▸ **Selected passage**

+===+

Paul Katz, president and managing principal of global architecture firm Kohn Pedersen Fox Associates (KPF) and a ULI member, died November 20 in Manhattan. He had been undergoing treatment for cancer, with which he had only recently been diagnosed, at Memorial Sloan Kettering Cancer Center when he died of septic shock. He was 57.
A native of South Africa, Katz designed some of the world’s most prominent skyscrapers and mixed-use developments, including the 101-story Shanghai World Financial Center and the 118-story International Commerce Center in Hong Kong. His signature project is Tokyo’s Roppongi Hills, a massive mixed-use complex on a 27-acre (11 ha) site, which features offices, residences, a conference center, and event spaces, as well as cultural facilities that include an amphitheater, a cinema, and the Mori Arts Center.
“In his 57 years, Paul accomplished so much,” A. Eugene Kohn, KPF chairman and a ULI trustee, wrote on the firm’s website. “With his high standards and penetrating intellect, he contributed to the fundamental value of many of our projects as well as crafting the structure of our global firm. Over the past decades, he trained and mentored many younger architects at KPF, many of whom have themselves become leaders in our field.”
Born in Cape Town, Katz studied architecture at the University of Cape Town and at Technion (Israel Institute of Technology) in Haifa, Israel, where he graduated with a bachelor’s degree in architecture in 1982. He earned a master’s degree in architecture at Princeton University and joined KPF as a designer in 1984, becoming a principal in 1997. In 2008, Katz was made president and managing principal of the firm, overseeing an international staff of more than 600 design professionals around the world.

+===+

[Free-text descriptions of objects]
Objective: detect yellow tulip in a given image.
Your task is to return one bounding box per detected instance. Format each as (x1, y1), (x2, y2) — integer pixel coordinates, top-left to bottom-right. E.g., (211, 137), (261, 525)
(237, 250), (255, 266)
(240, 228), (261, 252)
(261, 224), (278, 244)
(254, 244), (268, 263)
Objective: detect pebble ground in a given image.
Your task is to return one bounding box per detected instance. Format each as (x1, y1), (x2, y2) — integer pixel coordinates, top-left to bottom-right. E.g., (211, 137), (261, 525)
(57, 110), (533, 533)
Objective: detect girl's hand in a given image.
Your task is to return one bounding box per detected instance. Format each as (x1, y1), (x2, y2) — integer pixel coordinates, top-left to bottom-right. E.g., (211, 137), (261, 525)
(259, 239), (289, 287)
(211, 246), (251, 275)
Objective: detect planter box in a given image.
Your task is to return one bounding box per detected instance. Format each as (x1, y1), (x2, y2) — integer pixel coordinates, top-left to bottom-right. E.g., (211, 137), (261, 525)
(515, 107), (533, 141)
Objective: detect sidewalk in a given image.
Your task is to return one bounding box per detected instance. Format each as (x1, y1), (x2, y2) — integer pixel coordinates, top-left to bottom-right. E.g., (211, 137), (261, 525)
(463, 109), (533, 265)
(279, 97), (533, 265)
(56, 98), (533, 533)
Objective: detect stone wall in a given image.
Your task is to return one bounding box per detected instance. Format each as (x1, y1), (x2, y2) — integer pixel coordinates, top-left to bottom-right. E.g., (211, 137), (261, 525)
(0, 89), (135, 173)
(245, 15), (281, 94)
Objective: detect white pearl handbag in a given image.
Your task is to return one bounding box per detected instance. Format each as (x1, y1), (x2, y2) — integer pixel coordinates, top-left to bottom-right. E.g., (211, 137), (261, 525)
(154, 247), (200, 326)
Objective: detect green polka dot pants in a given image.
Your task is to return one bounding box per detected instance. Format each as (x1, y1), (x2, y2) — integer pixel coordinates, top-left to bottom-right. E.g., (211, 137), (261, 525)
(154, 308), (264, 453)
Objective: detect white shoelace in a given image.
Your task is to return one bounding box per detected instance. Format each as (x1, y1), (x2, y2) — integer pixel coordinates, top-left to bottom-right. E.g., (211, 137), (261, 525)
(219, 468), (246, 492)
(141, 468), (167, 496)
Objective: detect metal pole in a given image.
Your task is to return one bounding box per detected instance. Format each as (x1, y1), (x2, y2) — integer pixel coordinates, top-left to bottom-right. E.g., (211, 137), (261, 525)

+===+

▸ **Brief 1**
What does the obituary of Paul Katz say, given again word for word, starting with "A native of" and going on through "Mori Arts Center."?
▸ **Brief 2**
Can you condense the paragraph in the Paul Katz obituary that begins "Born in Cape Town" into a short list of its main facts?
▸ **Brief 3**
According to the Paul Katz obituary, what is his signature project?

▸ **Answer section 1**
A native of South Africa, Katz designed some of the world’s most prominent skyscrapers and mixed-use developments, including the 101-story Shanghai World Financial Center and the 118-story International Commerce Center in Hong Kong. His signature project is Tokyo’s Roppongi Hills, a massive mixed-use complex on a 27-acre (11 ha) site, which features offices, residences, a conference center, and event spaces, as well as cultural facilities that include an amphitheater, a cinema, and the Mori Arts Center.

▸ **Answer section 2**
- Born in Cape Town
- Studied architecture at the University of Cape Town and at Technion (Israel Institute of Technology) in Haifa, Israel; earned a bachelor's degree in architecture there in 1982
- Earned a master's degree in architecture at Princeton University
- Joined KPF as a designer in 1984; became a principal in 1997
- Named president and managing principal in 2008, overseeing more than 600 design professionals worldwide

▸ **Answer section 3**
Tokyo's Roppongi Hills, a massive mixed-use complex on a 27-acre (11 ha) site.